Education Minister defends government's decision not to reduce elementary school class sizes
BARRIE -- With just five weeks to go until the first bell rings on the new school year, parents are still weighing the possibilities presented to them last week by the provincial government.
Kristie Calway is a single parent who says she doesn't know whether sending her son to school in September is safe.
"I'm leaning towards having to send my kid which is unfair for his health, but I have no other choice," says Calway. "Do I keep him healthy, or do I not pay my bills?"
Calway says she's been left with very few options as the Ontario government moves toward full-day schooling five days a week for the first time since schools across the province were forced to close in mid-March.
"How are we supposed to homeschool our children and work full-time at the same time?"
On Tuesday, Ontario Education Minister Stephen Lecce was in Oro-Medonte, defending the government's decision not to reduce elementary school class sizes.
"My message to parents is we have put $309-million more in place with strict public health policies that keep these kids safe, that introduce more screening, more testing, more cleaning of their facilities and I want them to know we will be there for them every step up the way," says Lecce.

(Images for locating objects)
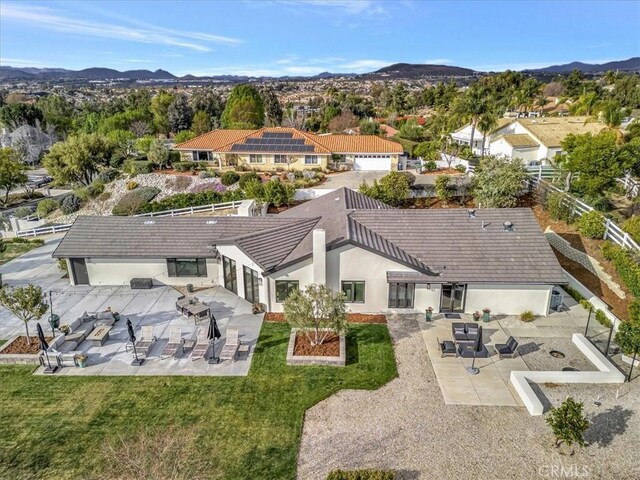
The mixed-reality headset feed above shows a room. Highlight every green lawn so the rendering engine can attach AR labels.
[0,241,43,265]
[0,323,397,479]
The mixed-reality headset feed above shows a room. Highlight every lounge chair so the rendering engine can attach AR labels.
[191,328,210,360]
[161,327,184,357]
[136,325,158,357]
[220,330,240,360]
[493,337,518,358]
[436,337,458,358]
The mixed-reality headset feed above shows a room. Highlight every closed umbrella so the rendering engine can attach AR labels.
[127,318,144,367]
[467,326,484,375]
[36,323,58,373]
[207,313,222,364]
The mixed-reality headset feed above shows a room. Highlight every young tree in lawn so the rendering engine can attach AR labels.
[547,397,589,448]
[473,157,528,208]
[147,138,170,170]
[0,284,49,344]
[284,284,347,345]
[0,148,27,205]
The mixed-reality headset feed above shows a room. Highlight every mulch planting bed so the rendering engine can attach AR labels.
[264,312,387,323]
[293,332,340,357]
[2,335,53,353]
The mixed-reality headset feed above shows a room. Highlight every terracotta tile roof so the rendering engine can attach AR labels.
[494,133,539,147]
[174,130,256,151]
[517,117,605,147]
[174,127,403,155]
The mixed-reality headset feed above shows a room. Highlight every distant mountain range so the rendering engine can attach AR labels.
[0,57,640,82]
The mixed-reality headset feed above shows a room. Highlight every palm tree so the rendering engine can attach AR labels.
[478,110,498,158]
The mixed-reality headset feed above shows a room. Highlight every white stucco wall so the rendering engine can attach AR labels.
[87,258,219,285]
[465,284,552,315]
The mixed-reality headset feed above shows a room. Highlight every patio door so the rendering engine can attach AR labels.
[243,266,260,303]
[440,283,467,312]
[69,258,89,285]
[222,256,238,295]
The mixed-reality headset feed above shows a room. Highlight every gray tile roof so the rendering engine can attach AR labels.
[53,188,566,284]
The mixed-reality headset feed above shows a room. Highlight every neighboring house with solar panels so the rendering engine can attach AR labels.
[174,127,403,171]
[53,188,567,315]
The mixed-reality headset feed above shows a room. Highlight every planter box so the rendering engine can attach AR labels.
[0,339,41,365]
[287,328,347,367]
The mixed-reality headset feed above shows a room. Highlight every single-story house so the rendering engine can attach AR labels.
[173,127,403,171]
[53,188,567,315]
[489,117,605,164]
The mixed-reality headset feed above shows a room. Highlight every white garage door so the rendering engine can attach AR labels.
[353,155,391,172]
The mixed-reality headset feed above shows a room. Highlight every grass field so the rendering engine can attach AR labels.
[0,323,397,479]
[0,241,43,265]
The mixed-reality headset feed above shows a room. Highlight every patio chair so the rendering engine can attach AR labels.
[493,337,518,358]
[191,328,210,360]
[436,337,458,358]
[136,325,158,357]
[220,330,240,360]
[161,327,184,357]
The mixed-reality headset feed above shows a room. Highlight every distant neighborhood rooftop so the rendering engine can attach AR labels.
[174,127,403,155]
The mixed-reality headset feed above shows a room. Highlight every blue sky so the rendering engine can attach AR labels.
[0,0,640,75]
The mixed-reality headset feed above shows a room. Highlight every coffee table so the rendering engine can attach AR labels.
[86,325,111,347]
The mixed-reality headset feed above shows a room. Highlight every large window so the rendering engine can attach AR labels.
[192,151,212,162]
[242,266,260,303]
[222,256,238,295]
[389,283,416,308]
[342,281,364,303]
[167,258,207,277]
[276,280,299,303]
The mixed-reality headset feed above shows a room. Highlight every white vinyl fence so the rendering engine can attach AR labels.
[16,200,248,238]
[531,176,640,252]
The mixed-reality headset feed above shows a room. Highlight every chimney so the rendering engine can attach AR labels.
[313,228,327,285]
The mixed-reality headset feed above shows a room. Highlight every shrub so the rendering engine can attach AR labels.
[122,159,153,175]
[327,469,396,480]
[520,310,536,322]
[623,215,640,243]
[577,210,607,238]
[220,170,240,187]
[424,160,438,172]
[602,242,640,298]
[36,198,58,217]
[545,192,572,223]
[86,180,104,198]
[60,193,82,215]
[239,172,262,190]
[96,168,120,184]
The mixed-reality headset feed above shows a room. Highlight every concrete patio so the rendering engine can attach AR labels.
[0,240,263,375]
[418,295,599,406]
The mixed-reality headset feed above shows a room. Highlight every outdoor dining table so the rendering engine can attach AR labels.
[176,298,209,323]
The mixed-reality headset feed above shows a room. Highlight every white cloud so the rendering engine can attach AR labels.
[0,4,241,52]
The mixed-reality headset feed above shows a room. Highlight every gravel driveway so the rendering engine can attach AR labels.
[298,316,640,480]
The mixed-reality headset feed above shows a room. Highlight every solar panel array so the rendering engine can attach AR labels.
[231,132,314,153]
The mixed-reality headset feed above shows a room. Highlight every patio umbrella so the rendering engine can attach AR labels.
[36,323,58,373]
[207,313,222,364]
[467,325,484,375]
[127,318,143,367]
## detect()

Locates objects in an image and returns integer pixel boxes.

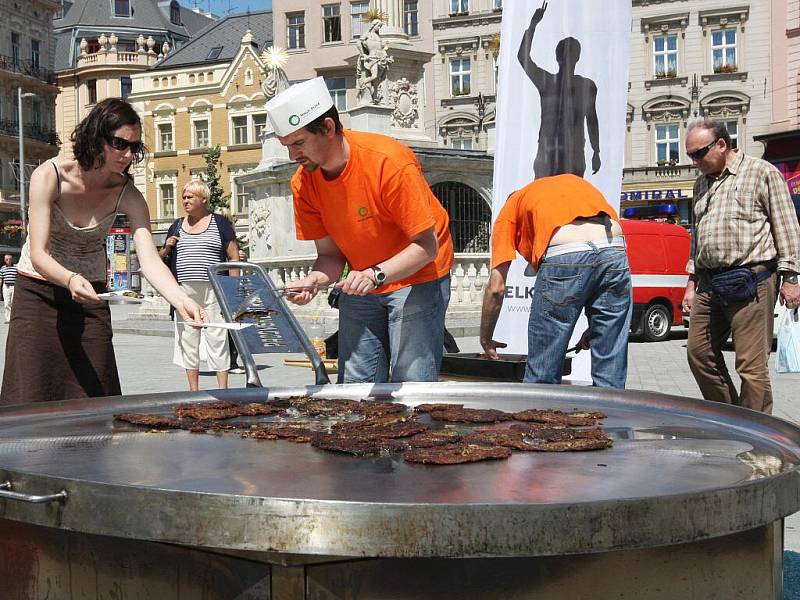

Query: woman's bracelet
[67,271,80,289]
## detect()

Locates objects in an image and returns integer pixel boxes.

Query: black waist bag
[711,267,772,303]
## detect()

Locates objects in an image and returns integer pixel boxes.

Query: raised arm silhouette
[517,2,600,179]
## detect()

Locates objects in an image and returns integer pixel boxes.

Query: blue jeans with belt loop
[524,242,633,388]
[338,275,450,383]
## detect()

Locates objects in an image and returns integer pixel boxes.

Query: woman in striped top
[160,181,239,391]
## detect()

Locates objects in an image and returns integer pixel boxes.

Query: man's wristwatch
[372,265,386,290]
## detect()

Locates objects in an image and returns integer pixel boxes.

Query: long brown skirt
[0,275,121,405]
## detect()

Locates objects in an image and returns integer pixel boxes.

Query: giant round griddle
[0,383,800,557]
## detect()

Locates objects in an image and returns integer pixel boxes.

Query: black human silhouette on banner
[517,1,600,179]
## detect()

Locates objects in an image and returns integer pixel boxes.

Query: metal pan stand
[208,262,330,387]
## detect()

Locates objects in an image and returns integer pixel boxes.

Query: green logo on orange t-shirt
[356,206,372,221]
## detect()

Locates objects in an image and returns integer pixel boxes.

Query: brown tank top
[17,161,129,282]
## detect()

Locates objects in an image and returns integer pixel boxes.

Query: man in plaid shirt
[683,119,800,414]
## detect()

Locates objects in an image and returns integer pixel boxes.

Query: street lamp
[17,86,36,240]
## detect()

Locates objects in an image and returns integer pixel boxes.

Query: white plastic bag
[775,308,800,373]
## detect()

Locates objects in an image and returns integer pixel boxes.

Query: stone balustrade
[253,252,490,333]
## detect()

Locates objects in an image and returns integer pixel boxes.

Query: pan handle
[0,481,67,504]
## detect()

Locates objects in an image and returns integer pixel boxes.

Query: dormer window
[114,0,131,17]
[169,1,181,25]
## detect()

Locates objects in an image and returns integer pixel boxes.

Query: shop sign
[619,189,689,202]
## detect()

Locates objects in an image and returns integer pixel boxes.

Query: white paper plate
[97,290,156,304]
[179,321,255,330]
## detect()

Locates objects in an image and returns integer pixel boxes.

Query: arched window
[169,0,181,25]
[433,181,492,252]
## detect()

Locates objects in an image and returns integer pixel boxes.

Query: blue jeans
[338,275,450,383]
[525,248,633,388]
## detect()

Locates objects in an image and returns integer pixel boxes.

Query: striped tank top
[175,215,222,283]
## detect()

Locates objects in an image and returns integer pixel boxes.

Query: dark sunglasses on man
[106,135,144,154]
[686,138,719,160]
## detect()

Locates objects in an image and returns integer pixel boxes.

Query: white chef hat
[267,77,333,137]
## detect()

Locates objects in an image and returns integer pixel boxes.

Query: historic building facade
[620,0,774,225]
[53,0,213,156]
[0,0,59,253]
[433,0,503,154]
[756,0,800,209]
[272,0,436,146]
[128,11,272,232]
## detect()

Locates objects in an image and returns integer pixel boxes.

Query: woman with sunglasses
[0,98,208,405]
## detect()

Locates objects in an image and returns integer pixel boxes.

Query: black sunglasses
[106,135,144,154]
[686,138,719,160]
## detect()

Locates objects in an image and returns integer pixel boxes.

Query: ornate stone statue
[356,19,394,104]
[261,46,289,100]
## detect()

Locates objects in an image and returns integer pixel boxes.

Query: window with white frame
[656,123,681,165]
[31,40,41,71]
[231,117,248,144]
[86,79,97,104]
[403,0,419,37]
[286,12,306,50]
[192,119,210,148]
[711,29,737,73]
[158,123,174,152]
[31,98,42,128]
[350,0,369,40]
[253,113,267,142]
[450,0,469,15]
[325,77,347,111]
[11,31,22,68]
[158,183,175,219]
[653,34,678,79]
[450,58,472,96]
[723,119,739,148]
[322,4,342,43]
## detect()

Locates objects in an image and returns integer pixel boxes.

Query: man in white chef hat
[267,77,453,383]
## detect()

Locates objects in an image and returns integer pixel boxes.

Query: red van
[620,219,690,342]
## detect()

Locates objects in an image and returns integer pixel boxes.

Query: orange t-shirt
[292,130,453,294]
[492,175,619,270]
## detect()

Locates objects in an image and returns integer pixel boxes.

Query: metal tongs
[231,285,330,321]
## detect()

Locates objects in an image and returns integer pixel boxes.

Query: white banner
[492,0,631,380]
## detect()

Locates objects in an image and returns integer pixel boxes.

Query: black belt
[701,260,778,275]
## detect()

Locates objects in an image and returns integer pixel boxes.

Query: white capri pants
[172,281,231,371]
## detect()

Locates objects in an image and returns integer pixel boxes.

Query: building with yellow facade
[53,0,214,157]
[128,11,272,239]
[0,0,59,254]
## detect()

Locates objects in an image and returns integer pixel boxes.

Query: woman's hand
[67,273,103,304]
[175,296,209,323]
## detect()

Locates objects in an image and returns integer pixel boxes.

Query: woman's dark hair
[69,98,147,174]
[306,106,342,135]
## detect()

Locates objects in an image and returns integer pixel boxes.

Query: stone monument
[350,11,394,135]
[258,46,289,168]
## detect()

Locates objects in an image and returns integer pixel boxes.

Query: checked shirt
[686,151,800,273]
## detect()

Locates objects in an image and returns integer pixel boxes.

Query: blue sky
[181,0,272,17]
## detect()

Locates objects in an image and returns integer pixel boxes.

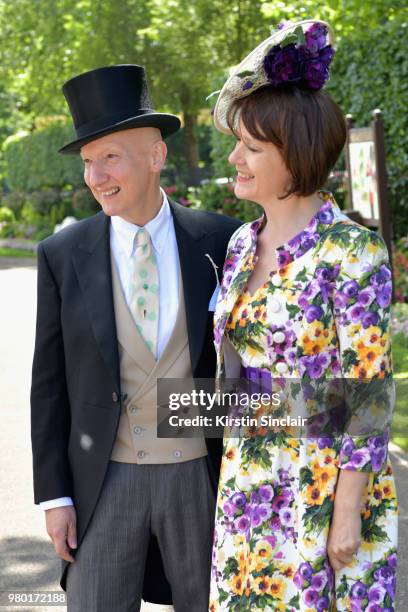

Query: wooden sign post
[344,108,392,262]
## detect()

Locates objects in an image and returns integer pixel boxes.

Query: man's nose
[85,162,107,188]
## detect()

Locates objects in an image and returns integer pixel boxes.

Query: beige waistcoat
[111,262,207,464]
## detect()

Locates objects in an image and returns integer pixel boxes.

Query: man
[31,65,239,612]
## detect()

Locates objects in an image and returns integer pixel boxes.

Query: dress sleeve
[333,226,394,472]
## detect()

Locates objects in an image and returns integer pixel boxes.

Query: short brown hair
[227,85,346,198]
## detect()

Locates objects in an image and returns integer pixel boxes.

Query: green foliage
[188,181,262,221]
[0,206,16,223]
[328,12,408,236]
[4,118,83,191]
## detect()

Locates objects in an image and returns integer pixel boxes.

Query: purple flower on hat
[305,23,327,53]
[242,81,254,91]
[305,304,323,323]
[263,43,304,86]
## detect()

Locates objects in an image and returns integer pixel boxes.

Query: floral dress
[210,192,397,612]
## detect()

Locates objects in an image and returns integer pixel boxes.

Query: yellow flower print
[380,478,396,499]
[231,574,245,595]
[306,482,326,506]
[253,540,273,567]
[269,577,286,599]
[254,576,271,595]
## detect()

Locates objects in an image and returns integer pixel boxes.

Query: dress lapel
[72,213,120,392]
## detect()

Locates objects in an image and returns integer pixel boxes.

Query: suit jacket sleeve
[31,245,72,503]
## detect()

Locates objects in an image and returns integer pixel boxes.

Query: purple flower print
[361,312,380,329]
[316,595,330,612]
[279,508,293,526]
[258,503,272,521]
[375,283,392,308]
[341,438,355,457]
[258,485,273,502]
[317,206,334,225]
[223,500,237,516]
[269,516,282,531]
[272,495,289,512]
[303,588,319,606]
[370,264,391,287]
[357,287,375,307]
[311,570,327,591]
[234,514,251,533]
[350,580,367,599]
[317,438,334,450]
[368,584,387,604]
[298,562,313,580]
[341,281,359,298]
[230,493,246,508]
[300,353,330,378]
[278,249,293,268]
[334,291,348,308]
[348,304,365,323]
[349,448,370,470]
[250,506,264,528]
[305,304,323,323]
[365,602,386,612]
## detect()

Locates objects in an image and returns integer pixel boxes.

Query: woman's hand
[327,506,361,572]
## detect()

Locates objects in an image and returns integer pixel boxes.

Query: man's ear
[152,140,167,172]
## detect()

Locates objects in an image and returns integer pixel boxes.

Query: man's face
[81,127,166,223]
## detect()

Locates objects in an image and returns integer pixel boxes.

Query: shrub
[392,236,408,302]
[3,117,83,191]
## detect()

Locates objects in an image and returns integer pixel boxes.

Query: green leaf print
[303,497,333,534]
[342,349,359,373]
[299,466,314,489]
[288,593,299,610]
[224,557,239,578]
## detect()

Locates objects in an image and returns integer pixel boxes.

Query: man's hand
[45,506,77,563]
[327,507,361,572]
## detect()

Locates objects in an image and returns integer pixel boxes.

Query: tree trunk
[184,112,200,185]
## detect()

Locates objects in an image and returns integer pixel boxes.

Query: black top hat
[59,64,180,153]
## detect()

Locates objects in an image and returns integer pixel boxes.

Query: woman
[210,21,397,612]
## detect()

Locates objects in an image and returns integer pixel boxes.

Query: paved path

* _Brief_
In the article on Ontario's school reopening, rewrite more briefly the paragraph that begins "Calway says she's been left with very few options". The lines above aren't needed for this.

* _Final answer_
Calway says she has few options as Ontario moves to full-day school five days a week. It is the first time since the province's schools were forced to close in mid-March.